TASK INPUTS ->
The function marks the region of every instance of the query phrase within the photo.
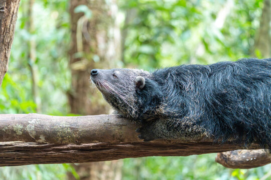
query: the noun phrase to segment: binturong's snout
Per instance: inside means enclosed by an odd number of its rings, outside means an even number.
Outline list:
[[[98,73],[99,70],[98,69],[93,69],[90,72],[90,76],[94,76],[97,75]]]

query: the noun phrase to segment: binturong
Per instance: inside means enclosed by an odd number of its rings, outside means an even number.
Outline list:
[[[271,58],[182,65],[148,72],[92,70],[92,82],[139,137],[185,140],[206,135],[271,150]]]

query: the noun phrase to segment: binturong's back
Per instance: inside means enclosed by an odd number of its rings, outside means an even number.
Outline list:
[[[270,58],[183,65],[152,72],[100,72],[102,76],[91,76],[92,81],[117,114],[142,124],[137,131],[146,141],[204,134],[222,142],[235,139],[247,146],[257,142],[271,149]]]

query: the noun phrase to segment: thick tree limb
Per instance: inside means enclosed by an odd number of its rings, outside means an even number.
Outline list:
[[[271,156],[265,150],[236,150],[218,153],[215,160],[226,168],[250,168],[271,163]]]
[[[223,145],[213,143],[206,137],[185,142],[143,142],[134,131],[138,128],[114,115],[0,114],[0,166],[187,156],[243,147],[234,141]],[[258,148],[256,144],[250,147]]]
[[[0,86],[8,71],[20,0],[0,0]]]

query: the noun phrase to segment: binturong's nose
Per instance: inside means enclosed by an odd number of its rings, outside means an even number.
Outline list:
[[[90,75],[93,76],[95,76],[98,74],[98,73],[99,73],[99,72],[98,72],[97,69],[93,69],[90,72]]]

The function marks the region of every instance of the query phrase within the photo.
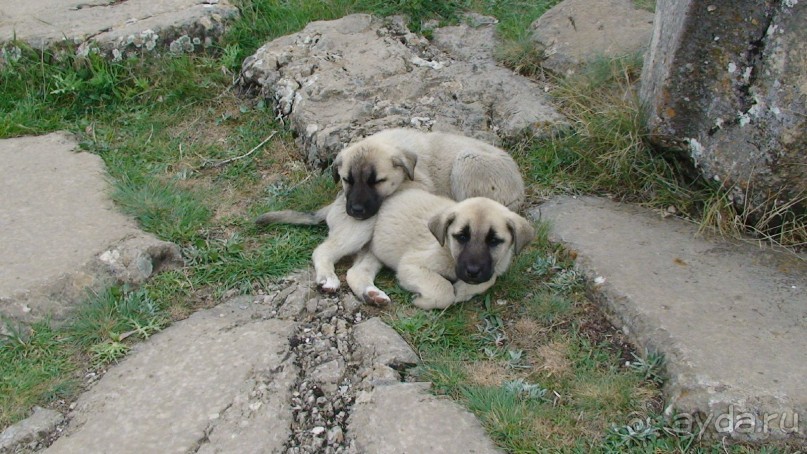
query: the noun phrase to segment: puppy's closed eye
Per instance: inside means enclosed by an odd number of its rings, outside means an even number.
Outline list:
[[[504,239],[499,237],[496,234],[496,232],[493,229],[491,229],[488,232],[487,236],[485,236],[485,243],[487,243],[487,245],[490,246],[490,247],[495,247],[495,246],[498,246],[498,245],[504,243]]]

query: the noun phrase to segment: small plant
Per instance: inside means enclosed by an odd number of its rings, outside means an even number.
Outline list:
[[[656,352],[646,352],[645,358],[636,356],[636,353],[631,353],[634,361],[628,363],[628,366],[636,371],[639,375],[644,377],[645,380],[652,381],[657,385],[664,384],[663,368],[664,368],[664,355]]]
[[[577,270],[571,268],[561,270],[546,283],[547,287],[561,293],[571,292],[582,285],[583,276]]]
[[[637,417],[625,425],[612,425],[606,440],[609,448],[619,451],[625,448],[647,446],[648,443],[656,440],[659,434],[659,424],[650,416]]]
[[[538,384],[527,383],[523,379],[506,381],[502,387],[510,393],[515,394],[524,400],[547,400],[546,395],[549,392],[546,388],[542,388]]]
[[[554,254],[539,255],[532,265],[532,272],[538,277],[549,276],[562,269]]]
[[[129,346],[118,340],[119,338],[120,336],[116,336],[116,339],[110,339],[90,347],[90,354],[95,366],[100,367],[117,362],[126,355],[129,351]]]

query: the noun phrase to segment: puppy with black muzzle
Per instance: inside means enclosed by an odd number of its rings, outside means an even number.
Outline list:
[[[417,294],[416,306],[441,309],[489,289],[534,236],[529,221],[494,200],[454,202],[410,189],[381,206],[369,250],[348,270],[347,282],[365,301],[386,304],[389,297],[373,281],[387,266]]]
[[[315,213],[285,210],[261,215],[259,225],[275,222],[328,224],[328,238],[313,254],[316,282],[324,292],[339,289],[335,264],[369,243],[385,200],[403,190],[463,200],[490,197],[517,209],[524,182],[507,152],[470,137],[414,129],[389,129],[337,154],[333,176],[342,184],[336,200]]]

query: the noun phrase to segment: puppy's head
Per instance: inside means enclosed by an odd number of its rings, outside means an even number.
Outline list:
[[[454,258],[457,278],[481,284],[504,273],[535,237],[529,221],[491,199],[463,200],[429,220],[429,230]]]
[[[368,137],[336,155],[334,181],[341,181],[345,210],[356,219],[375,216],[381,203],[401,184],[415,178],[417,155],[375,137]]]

TASK REQUIREMENTS ->
Restate the data above word for word. Skip every picture.

REPLY ->
The function marks the region of every instance of the query phrase within the photo.
query: the noun phrase to segment: binturong's snout
Per instance: inside means enclosed by an odd number of its rings, outside means an even number.
Outline list:
[[[98,73],[99,70],[98,69],[93,69],[90,72],[90,76],[94,76],[97,75]]]

query: the noun phrase to segment: binturong
Per instance: inside means enclosed by an odd number of its rings, outside means an even number.
Outline list:
[[[271,58],[182,65],[148,72],[92,70],[92,82],[139,137],[185,140],[206,135],[271,150]]]

query: the noun phrase to segment: binturong's back
Per instance: inside means enclosed by an odd number of its rings, outside means an even number.
Outline list:
[[[270,58],[183,65],[152,72],[100,72],[102,76],[91,76],[92,81],[117,114],[142,124],[137,131],[146,141],[204,134],[222,142],[235,139],[247,146],[257,142],[271,149]]]

query: the noun phrase to segment: thick tree limb
Per instance: inside means enclosed by an odd number of its rings, outside means an even number.
Outline list:
[[[271,156],[265,150],[236,150],[218,153],[215,160],[226,168],[250,168],[271,163]]]
[[[223,145],[213,143],[206,137],[185,142],[143,142],[134,131],[138,128],[114,115],[0,114],[0,166],[187,156],[243,147],[234,141]],[[258,148],[256,144],[250,147]]]
[[[0,86],[8,71],[20,0],[0,0]]]

query: the noun phrase to segment: binturong's nose
Per instance: inside means enclosed by an odd number of its rings, outside means an even number.
Outline list:
[[[90,75],[93,76],[95,76],[98,74],[98,73],[99,73],[99,72],[98,72],[97,69],[93,69],[90,72]]]

The function marks the region of every instance of the query phrase within the photo.
query: the noun phrase to segment: puppy's closed eye
Per instance: inside means enclosed by an odd number of its rings, outside means an even number.
Outline list:
[[[504,239],[499,237],[496,234],[496,232],[493,229],[491,229],[488,232],[487,236],[485,236],[485,243],[487,243],[487,245],[490,246],[490,247],[495,247],[495,246],[498,246],[498,245],[504,243]]]

query: the noun phrase to segment: small plant
Per instance: inside means enclosed by an odd number of its rings, outside means an even number.
Outline list:
[[[656,352],[646,352],[645,358],[636,356],[636,353],[631,353],[634,361],[628,363],[628,366],[636,371],[639,375],[644,377],[645,380],[652,381],[657,385],[664,384],[663,368],[664,368],[664,355]]]
[[[577,270],[571,268],[561,270],[546,283],[547,287],[561,293],[571,292],[582,285],[583,276]]]
[[[637,417],[625,425],[612,425],[606,440],[609,448],[619,451],[625,448],[647,446],[648,443],[656,440],[659,434],[659,424],[650,416]]]
[[[538,384],[527,383],[523,379],[506,381],[502,387],[510,393],[515,394],[524,400],[547,400],[546,395],[549,392],[546,388],[542,388]]]
[[[554,254],[539,255],[532,265],[532,272],[538,277],[549,276],[562,269]]]
[[[129,346],[118,340],[119,338],[120,336],[116,336],[116,339],[110,339],[90,347],[90,354],[95,366],[100,367],[117,362],[126,355],[129,351]]]

query: the noun phrase to segment: puppy with black muzzle
Per instance: inside means enclosed by an odd number of its rings, outside means an even number.
Outline list:
[[[417,294],[416,306],[441,309],[489,289],[534,236],[529,221],[494,200],[454,202],[410,189],[381,206],[369,250],[348,270],[347,282],[365,301],[386,304],[389,297],[373,281],[387,266]]]
[[[315,213],[285,210],[261,215],[259,225],[275,222],[328,224],[328,238],[313,254],[316,282],[324,292],[339,289],[335,264],[369,243],[385,200],[403,190],[463,200],[490,197],[517,209],[524,182],[507,152],[470,137],[414,129],[389,129],[337,154],[333,176],[342,184],[336,200]]]

query: the noun phrase to segment: puppy's head
Per instance: inside means enclosed by an odd number of its rings, outside means an even number.
Outline list:
[[[454,258],[457,278],[481,284],[504,273],[535,237],[529,221],[491,199],[463,200],[429,220],[429,230]]]
[[[368,137],[336,155],[334,181],[341,181],[345,210],[356,219],[375,216],[381,203],[401,184],[415,178],[417,155],[375,137]]]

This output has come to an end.